■ **Data shown**
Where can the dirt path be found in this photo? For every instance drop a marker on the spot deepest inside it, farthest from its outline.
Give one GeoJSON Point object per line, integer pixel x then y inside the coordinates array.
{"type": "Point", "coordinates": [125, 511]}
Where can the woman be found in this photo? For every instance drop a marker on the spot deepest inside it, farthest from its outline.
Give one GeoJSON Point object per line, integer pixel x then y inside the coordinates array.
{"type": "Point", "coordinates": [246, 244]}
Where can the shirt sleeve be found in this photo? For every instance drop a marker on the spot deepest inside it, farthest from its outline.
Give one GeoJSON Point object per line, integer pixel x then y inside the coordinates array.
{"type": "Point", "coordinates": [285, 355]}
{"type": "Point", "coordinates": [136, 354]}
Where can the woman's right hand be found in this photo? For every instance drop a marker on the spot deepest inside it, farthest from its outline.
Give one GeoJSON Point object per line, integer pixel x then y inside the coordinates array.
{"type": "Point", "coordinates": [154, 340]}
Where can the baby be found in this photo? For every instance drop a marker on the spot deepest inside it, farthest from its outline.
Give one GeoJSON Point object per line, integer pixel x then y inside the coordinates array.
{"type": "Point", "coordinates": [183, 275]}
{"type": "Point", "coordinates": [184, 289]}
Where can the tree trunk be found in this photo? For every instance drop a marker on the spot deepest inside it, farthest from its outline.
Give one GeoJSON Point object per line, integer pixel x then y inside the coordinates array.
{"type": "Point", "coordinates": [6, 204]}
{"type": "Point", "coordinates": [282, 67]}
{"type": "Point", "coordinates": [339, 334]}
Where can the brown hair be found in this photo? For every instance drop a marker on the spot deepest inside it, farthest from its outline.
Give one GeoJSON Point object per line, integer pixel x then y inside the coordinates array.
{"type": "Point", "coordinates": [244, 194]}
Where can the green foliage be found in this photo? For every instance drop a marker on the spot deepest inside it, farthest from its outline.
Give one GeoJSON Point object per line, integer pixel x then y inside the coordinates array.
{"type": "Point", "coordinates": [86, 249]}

■ **Brief**
Retype all of the entries above, line for line, with no changes.

■ **Complete output**
Where can the dirt path be found in this photo? For every instance drop a marker on the spot deepest inside it, farthest from its outline.
Give one GeoJSON Point object per line, integer pixel x then y inside the coordinates array.
{"type": "Point", "coordinates": [125, 511]}
Where can the woman be found in this photo? For every instance drop a marker on the spot deepest inside it, farthest from its outline.
Give one GeoJSON Point object per line, integer pixel x then y inside the coordinates array.
{"type": "Point", "coordinates": [246, 244]}
Where can the shirt sleeve be found in this photo? For every instance drop a marker on the spot deepest inside it, farthest from its outline.
Give one GeoJSON Point object per line, integer pixel x then y inside the coordinates array.
{"type": "Point", "coordinates": [285, 355]}
{"type": "Point", "coordinates": [136, 354]}
Where can the woman's right hand be found in this photo? For every instance drop a marker on the spot deepest inside it, farthest from its outline.
Give one GeoJSON Point object per line, integer pixel x then y inside the coordinates array.
{"type": "Point", "coordinates": [154, 340]}
Where can the baby be found in this photo? For every instance drop a marker on the spot deepest inside it, farthest from its outline.
Give one GeoJSON Point object per line, integer pixel x then y inside the coordinates array.
{"type": "Point", "coordinates": [183, 275]}
{"type": "Point", "coordinates": [184, 289]}
Where can the tree trunk be found in this photo? For every instance drop a marker on the spot deepest inside it, farthest from its outline.
Give one GeoJSON Point object per line, integer pixel x then y inside the coordinates array.
{"type": "Point", "coordinates": [6, 204]}
{"type": "Point", "coordinates": [282, 67]}
{"type": "Point", "coordinates": [339, 334]}
Where can the brown hair be found in this photo? For every instance drop a marker on the spot deepest inside it, farthest from its outline.
Give one GeoJSON Point object per line, integer pixel x then y inside the coordinates array.
{"type": "Point", "coordinates": [244, 194]}
Where can the green foliage be found in this photo? For every instance drop a marker on the spot deepest inside it, farthest from its outline.
Give one GeoJSON Point object per line, integer pixel x then y inside the coordinates array.
{"type": "Point", "coordinates": [86, 249]}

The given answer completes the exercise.